* Task goal *
Show every line of the material below that contains the word "tree", matching case exactly.

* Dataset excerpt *
------------------------------------

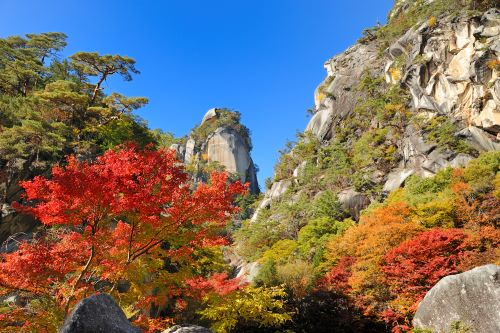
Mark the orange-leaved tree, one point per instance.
(128, 223)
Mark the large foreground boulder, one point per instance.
(471, 298)
(187, 329)
(98, 313)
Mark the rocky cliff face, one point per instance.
(450, 68)
(221, 143)
(439, 107)
(471, 299)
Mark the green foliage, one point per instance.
(49, 107)
(315, 234)
(163, 139)
(256, 306)
(34, 141)
(459, 327)
(123, 129)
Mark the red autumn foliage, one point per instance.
(129, 209)
(218, 283)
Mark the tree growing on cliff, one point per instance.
(128, 218)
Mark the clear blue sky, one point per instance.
(261, 57)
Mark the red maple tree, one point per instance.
(131, 215)
(415, 266)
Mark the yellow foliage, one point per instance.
(395, 74)
(262, 306)
(297, 275)
(432, 21)
(494, 64)
(378, 231)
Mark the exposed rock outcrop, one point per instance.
(98, 313)
(187, 329)
(223, 145)
(472, 298)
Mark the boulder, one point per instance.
(472, 298)
(189, 151)
(278, 189)
(228, 148)
(187, 329)
(354, 202)
(98, 313)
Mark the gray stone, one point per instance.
(228, 148)
(460, 160)
(472, 298)
(354, 202)
(180, 150)
(479, 139)
(278, 189)
(396, 178)
(187, 329)
(98, 313)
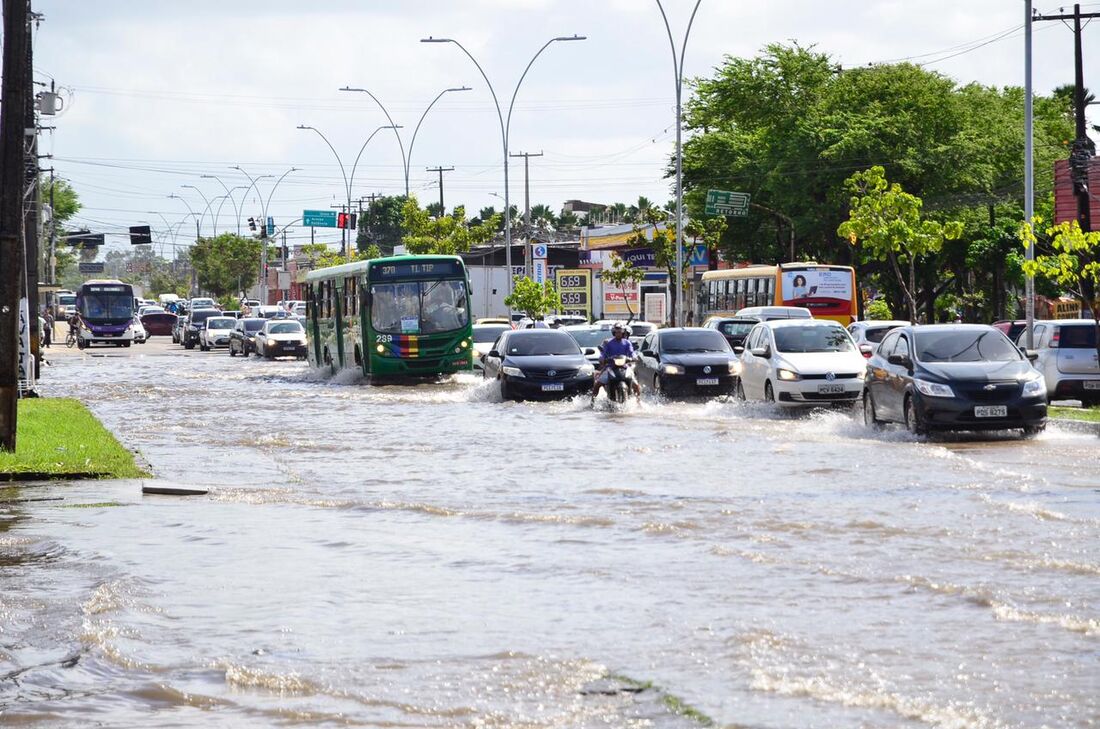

------------------------------------

* Output for this exercise *
Mark the orange-leaved tree, one point per instance.
Mark the tree growing on cliff, one point per instance.
Mark the red maple tree, one point per instance.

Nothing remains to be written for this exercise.